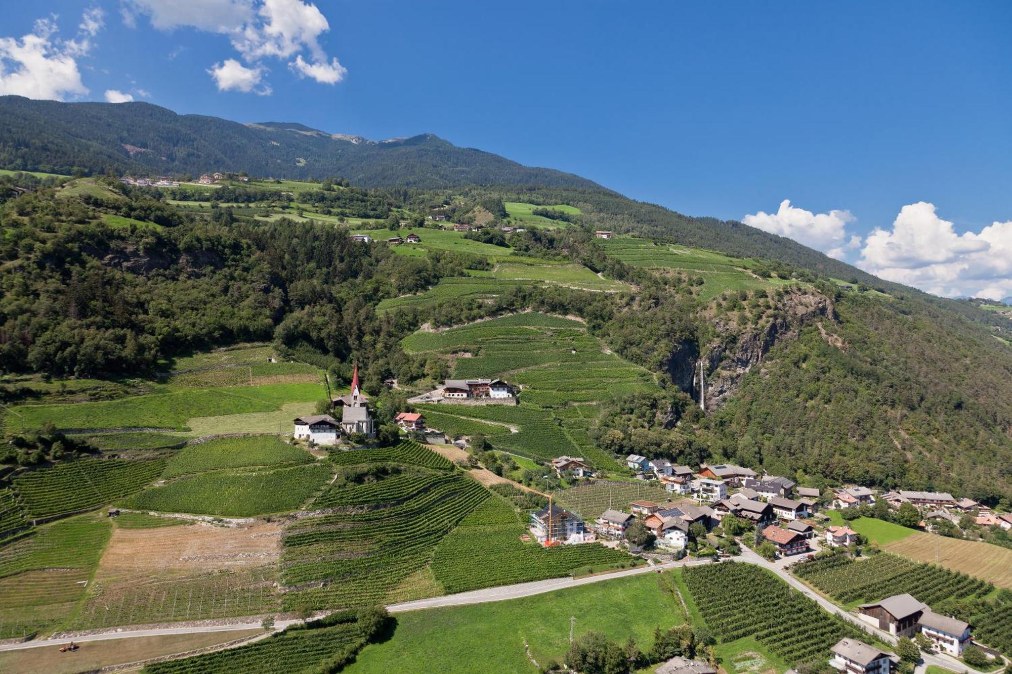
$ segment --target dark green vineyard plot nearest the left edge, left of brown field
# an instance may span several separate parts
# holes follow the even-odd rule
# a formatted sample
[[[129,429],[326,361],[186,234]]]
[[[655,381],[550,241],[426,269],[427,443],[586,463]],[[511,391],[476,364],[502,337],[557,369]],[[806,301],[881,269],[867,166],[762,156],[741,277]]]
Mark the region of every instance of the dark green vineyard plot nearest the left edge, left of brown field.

# # #

__What the task requires__. Please repeat each record above precisely, with the pictures left out.

__Response to this exercise__.
$ segment --target dark green vineyard plot nearest the left edge, left of brown field
# an instance may span several separate parts
# holes follow the even-odd rule
# a formatted sample
[[[129,429],[326,361],[186,234]]]
[[[655,381],[550,241],[426,269],[427,443],[586,463]],[[511,391],[476,364],[502,337],[557,369]],[[806,301],[881,269],[867,166],[762,156],[741,277]]]
Mark the region of every instance of the dark green vineyard plot nearest the left edge, left of brown field.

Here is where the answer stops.